* **Tasks to perform**:
• a. Rewrite the report on general practitioners teaching medical students between "New strategies are" and "with their care.", inclusive, replacing "GPs" with "general practitioners".
• b. According to the report on general practitioners teaching medical students, how many GPs did Dr Dick and her co-authors interview?

New strategies are needed to encourage general practitioners to teach medical students in their practices, according to a letter published in this year's General Practice edition of the Medical Journal of Australia.
Dr Mary-Louise Dick, Senior Lecturer in the School of Medicine at the University of Queensland, and her co-authors interviewed 55 Brisbane-based GPs who teach third-year University of Queensland medical students.
"Many of the GPs said the rewards of teaching included the opportunity to showcase high-quality medical practice, the intellectual stimulation of having their practice observed and an appreciation that patients benefited from the participation of students in consultations," Dr Dick said.
"Challenges cited included ensuring teaching responsibilities did not lead to longer waiting times for patients or interfere with their care.
"Other problems included concerns about potential negative impacts on patients of inappropriate or inexpert student comments or skills and the extra demands of supervising relatively weak or apparently unenthusiastic students."
"The difficulties of recruitment and retention of high-quality teaching practices in the current climate of general practice workforce shortage and increased medical student numbers are likely to increase, unless practice-based teaching remains manageable and rewarding," she said.
"Strategies to promote and enhance the rewards of practice-based teaching, and overcome perceived obstacles including a lack of practice infrastructure, will be needed."

* **Study material**:
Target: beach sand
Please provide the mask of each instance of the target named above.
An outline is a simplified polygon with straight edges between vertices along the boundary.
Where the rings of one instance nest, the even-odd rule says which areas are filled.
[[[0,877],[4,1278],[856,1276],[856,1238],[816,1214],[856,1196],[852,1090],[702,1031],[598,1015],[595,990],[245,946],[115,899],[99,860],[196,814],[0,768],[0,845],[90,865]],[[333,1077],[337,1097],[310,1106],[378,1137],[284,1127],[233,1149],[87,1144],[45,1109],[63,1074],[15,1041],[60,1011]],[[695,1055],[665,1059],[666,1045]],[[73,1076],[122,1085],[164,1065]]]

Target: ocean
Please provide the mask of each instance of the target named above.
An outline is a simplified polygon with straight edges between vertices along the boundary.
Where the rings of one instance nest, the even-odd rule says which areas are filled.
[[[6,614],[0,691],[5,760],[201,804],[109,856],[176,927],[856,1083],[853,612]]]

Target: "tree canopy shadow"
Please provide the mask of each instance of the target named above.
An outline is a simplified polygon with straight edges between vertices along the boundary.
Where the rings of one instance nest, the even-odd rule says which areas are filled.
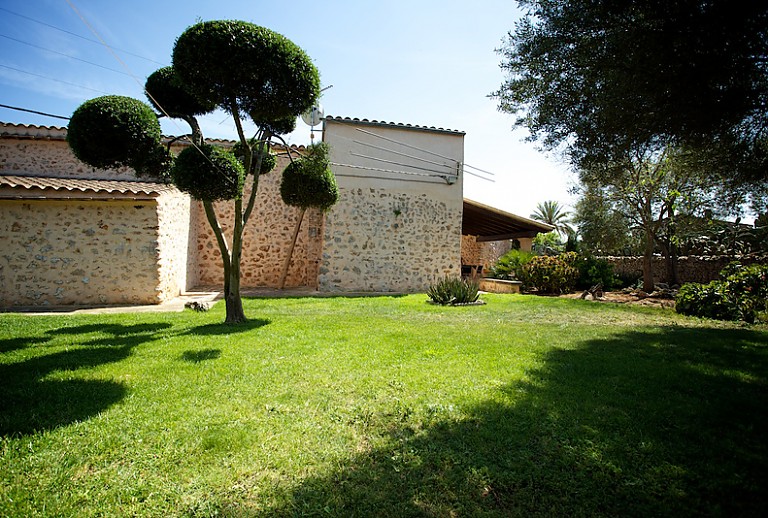
[[[57,335],[100,332],[107,336],[52,354],[0,365],[0,436],[30,434],[88,419],[125,397],[127,389],[114,381],[82,379],[77,371],[114,363],[130,356],[134,347],[152,340],[170,324],[120,324],[67,327]],[[71,371],[67,379],[46,379],[57,371]]]
[[[231,335],[233,333],[246,333],[248,331],[253,331],[254,329],[259,329],[260,327],[264,327],[271,323],[271,320],[264,318],[255,318],[241,324],[227,324],[224,322],[219,322],[216,324],[204,324],[201,326],[195,326],[184,334],[198,336]]]
[[[252,516],[765,516],[768,343],[662,328],[554,349],[462,420],[384,419],[383,446]],[[250,508],[252,509],[252,508]]]
[[[221,356],[221,349],[202,349],[199,351],[184,351],[181,359],[189,363],[201,363],[207,360],[215,360]]]

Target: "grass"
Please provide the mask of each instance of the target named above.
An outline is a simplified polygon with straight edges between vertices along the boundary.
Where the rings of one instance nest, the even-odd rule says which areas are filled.
[[[766,515],[766,327],[484,299],[0,314],[0,516]]]

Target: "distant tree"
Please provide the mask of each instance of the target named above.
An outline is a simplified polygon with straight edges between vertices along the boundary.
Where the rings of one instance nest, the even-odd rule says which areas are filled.
[[[296,246],[296,238],[299,235],[304,213],[310,207],[327,211],[339,199],[339,189],[336,186],[336,178],[331,172],[330,165],[328,160],[328,144],[320,143],[310,146],[305,156],[294,160],[283,171],[283,178],[280,183],[280,196],[287,205],[298,207],[299,217],[296,220],[291,244],[283,263],[283,271],[280,275],[280,289],[285,287],[288,267],[291,264],[293,249]]]
[[[667,145],[707,174],[768,178],[768,3],[519,0],[493,95],[573,163]]]
[[[590,254],[624,255],[642,250],[629,210],[600,186],[582,188],[573,222],[578,227],[580,246]]]
[[[191,127],[192,147],[178,158],[173,160],[162,147],[152,110],[124,97],[81,105],[70,120],[70,147],[94,167],[125,165],[139,174],[170,174],[175,185],[201,200],[222,257],[226,322],[245,322],[240,298],[243,231],[253,213],[259,175],[269,163],[274,165],[271,140],[291,131],[296,117],[319,96],[317,69],[302,49],[278,33],[242,21],[209,21],[179,36],[172,68],[150,76],[146,90],[163,115],[181,118]],[[232,116],[239,158],[231,150],[205,144],[196,116],[214,108]],[[257,126],[252,139],[243,130],[245,117]],[[251,183],[248,199],[246,181]],[[230,242],[214,210],[216,200],[233,204]]]
[[[570,216],[571,213],[563,210],[559,202],[547,200],[536,205],[536,210],[530,217],[536,221],[552,225],[560,236],[570,236],[574,232],[573,227],[569,224]]]
[[[621,161],[580,171],[585,193],[599,197],[604,204],[600,212],[582,213],[581,217],[625,218],[628,228],[639,232],[646,291],[654,287],[651,261],[656,247],[666,259],[668,278],[678,283],[677,243],[686,221],[704,213],[737,214],[755,194],[722,184],[701,165],[695,152],[670,147],[659,152],[648,147],[628,153]],[[594,200],[585,203],[594,206]],[[619,214],[612,215],[611,211]]]

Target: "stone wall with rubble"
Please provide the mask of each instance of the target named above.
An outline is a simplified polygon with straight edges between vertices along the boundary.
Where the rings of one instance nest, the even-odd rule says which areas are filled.
[[[157,199],[158,300],[168,301],[198,284],[197,213],[182,192]]]
[[[605,257],[616,275],[627,280],[643,276],[642,257]],[[683,256],[678,258],[678,274],[681,282],[707,283],[719,278],[718,274],[731,261],[743,264],[768,264],[768,256]],[[663,257],[653,258],[653,278],[657,283],[669,283],[666,262]]]
[[[295,155],[294,155],[295,156]],[[279,156],[275,169],[259,178],[256,205],[243,234],[241,286],[270,287],[279,285],[283,261],[288,253],[299,209],[283,203],[280,180],[288,165],[287,156]],[[251,192],[250,178],[244,200]],[[231,242],[234,205],[214,204],[219,222]],[[202,203],[195,202],[197,229],[198,281],[204,286],[222,286],[224,282],[221,254]],[[293,251],[286,287],[317,287],[317,271],[322,249],[323,214],[308,209],[304,214],[296,248]]]
[[[461,236],[461,264],[479,264],[485,272],[511,248],[510,240],[478,241],[476,236]]]
[[[326,117],[339,185],[318,275],[327,292],[420,292],[461,271],[464,134]]]
[[[0,200],[0,303],[157,303],[157,226],[154,201]]]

* **Answers in order**:
• a.
New strategies are needed to encourage general practitioners to teach medical students in their practices, according to a letter published in this year's General Practice edition of the Medical Journal of Australia.
Dr Mary-Louise Dick, Senior Lecturer in the School of Medicine at the University of Queensland, and her co-authors interviewed 55 Brisbane-based general practitioners who teach third-year University of Queensland medical students.
"Many of the general practitioners said the rewards of teaching included the opportunity to showcase high-quality medical practice, the intellectual stimulation of having their practice observed and an appreciation that patients benefited from the participation of students in consultations," Dr Dick said.
"Challenges cited included ensuring teaching responsibilities did not lead to longer waiting times for patients or interfere with their care.

• b. They interviewed 55 Brisbane-based GPs who teach third-year University of Queensland medical students.